> **INSTRUCTIONS FOR THE TASK**: In the homebrewing post, rewrite everything from "I've brewed a" down to "in the process.", changing "forum" to "message board".

> **SOURCE DOCUMENT**:
===============

I've brewed a lot of beer, a lot of great beer I might add, and I owe a lot of that to this forum. So thanks to everyone. Now I'm taking the next step in the process.

I've bought some equipment to start on a 1/2 bbl electric system but I've had to put that on hold due to my upcoming wedding, a death in the family, and a cruise in December. So I'm not really looking to spend any money or make any major mods to the equipment that I have.

I currently use a 5 gallon round cooler and a turkey fryer type setup. I was cooling my wort with a 25 ft 3/8 inch copper immersion chiller, I left it outside when it got cold this past winter and it froze and ended up with a gazillion cracks, so I scrapped it. Didn't want to upgrade just yet since I knew I would need one for the size of my new 25 gallon stainless pot; so I've been cooling my wort in a ice bath in a giant rubbermaid tote.

My idea is, I've got the pot and the burner to do larger (let's say 10 gallons but mayyyyybe 15) but not the mash tun. I was thinking about mashing 2-3 times to fill the boil kettle. I thought about just treating it like 2 separate 5 gallon batches regarding my mash. I would heat the first batch of wort to within a few degrees of boiling to kill any enzymes while I started my 2nd mash.

===============

> **EXERCISE DATA**:
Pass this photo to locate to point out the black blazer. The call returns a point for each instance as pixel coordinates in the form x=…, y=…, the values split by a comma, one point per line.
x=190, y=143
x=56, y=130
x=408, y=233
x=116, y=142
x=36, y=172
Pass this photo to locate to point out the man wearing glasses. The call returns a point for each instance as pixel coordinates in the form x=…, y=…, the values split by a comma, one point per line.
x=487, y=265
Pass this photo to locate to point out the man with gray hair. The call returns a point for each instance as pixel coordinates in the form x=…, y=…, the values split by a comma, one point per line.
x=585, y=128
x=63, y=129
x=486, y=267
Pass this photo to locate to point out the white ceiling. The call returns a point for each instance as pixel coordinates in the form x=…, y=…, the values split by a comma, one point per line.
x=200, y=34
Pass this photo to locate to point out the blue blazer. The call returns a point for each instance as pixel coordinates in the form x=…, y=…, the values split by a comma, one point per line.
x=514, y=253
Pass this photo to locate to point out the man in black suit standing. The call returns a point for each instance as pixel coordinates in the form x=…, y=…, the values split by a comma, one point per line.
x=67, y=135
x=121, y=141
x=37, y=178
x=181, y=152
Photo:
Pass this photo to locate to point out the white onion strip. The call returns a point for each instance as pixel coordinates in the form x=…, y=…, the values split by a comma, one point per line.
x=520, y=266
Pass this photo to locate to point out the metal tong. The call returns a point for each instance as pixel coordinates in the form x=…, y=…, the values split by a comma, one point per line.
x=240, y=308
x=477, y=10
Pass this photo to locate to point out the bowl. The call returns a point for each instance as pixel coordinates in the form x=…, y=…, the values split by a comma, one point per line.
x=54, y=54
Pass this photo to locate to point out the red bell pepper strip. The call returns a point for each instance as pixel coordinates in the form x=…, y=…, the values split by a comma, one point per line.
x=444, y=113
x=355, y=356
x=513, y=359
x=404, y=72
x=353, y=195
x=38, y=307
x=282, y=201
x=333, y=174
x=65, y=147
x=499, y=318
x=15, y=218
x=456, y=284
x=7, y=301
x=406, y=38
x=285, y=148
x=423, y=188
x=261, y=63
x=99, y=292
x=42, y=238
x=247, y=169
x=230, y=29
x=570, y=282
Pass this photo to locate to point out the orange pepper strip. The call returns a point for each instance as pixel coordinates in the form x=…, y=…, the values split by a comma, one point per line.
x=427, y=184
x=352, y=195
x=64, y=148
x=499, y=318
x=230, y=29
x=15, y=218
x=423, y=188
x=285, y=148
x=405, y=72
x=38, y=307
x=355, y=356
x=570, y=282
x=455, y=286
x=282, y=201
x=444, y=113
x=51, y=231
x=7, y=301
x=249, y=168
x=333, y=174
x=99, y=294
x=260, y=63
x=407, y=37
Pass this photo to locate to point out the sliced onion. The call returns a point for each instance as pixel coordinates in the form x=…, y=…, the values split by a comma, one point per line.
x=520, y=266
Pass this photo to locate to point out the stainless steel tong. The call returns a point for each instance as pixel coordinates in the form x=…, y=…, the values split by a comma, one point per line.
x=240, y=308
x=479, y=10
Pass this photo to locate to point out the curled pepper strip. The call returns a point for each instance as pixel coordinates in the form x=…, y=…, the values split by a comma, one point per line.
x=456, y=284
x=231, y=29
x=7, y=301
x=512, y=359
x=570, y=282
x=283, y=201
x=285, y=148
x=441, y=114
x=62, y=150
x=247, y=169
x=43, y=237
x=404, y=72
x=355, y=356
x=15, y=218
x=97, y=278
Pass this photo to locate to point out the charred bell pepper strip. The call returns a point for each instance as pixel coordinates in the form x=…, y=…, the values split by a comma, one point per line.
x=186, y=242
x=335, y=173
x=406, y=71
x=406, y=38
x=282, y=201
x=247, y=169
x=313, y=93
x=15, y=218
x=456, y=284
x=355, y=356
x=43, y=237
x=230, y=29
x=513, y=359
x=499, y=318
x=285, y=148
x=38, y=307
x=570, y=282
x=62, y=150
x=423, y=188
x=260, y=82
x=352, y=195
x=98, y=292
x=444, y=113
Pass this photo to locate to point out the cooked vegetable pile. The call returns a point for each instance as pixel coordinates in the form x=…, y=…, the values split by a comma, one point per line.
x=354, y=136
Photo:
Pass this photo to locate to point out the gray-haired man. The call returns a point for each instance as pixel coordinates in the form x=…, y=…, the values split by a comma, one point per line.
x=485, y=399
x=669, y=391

===============

> **OUTPUT FOR THIS TASK**:
I've brewed a lot of beer, a lot of great beer I might add, and I owe a lot of that to this message board. So thanks to everyone. Now I'm taking the next step in the process.